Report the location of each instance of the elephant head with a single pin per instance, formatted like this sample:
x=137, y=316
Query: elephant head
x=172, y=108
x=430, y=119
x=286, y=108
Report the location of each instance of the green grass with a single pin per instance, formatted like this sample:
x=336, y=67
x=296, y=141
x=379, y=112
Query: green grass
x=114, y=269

...

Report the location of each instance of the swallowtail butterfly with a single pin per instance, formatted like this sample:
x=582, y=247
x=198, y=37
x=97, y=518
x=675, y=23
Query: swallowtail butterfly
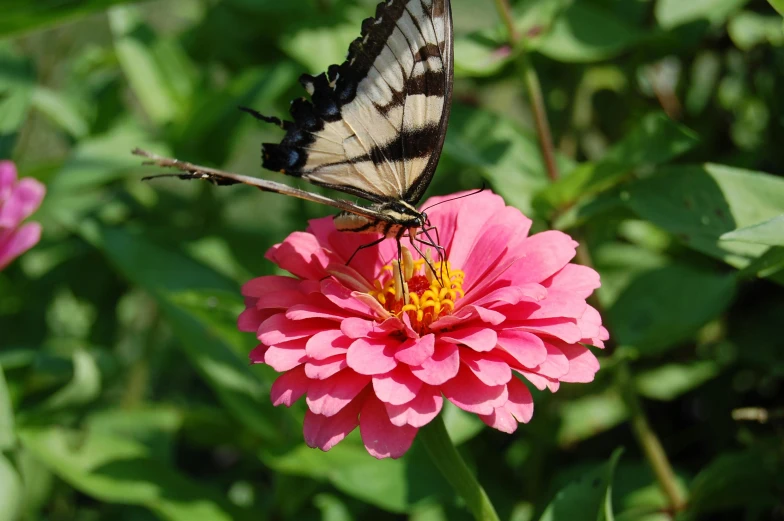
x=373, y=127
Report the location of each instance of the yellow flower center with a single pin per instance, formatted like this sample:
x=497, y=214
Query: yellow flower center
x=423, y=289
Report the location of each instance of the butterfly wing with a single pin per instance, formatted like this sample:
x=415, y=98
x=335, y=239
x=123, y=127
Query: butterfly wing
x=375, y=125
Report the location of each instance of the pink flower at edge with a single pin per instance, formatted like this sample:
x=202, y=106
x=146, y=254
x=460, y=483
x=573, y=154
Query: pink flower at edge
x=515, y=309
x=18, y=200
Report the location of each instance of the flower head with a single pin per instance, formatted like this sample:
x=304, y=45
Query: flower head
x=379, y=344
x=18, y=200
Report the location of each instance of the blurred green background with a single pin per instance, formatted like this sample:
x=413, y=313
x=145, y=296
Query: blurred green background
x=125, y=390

## PROBLEM DETAILS
Reproduce the records from the line holding "Report the location of each instance of the blurred" through the line holding "x=125, y=390", inclusive, substituting "backdrop" for "background" wherever it occurs and leaving everything else unchanged.

## THE RESULT
Report the location of each instance of the blurred green backdrop with a single pin per instance, formatted like this sample:
x=413, y=313
x=145, y=296
Query: blurred green backdrop
x=125, y=390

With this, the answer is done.